De noche ya, abandono el
Congreso, donde la animación empieza a disminuir, convencido de que las
noticias puedan estar en otra parte. Me dirijo al café Rex, sito en el primer
trozo de la carrera de San Jerónimo, donde todas las tardes suele reunirse un
grupo de aviadores republicanos entre los que están Ortiz, Romero, Rexach y
Rada. Al entrar encuentro a Antonio Rexach que se dispone a tomar el coche que
le aguarda a la puerta.
—No entres si no quieres,
porque no encontrarás a nadie — dice al verme—. Llevamos muchos días esperando
algo por el estilo. Ni en Getafe ni en Cuatro Vientos nos cogerán dormidos.

_DATOS PROPORCIONADOS_.
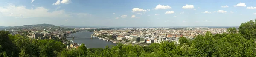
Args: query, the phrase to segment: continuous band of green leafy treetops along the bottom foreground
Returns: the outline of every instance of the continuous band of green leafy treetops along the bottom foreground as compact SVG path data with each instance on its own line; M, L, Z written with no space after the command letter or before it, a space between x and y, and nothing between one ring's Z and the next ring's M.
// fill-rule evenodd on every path
M256 22L256 21L255 21ZM8 35L0 31L1 57L256 57L256 24L242 23L239 31L227 29L228 33L196 36L194 40L181 37L176 42L152 43L149 46L123 45L117 43L109 48L66 50L66 45L56 40L31 40L20 35Z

_SU OBJETIVO_. Modifique el fragmento del texto fuente que va desde "De noche ya, abandono" hasta "nos cogerán dormidos.", ambos inclusive, de modo que "café Rex" pase a decir "café Gijón".

_RESPUESTA AL PROBLEMA_.
De noche ya, abandono el
Congreso, donde la animación empieza a disminuir, convencido de que las
noticias puedan estar en otra parte. Me dirijo al café Gijón, sito en el primer
trozo de la carrera de San Jerónimo, donde todas las tardes suele reunirse un
grupo de aviadores republicanos entre los que están Ortiz, Romero, Rexach y
Rada. Al entrar encuentro a Antonio Rexach que se dispone a tomar el coche que
le aguarda a la puerta.
—No entres si no quieres,
porque no encontrarás a nadie — dice al verme—. Llevamos muchos días esperando
algo por el estilo. Ni en Getafe ni en Cuatro Vientos nos cogerán dormidos.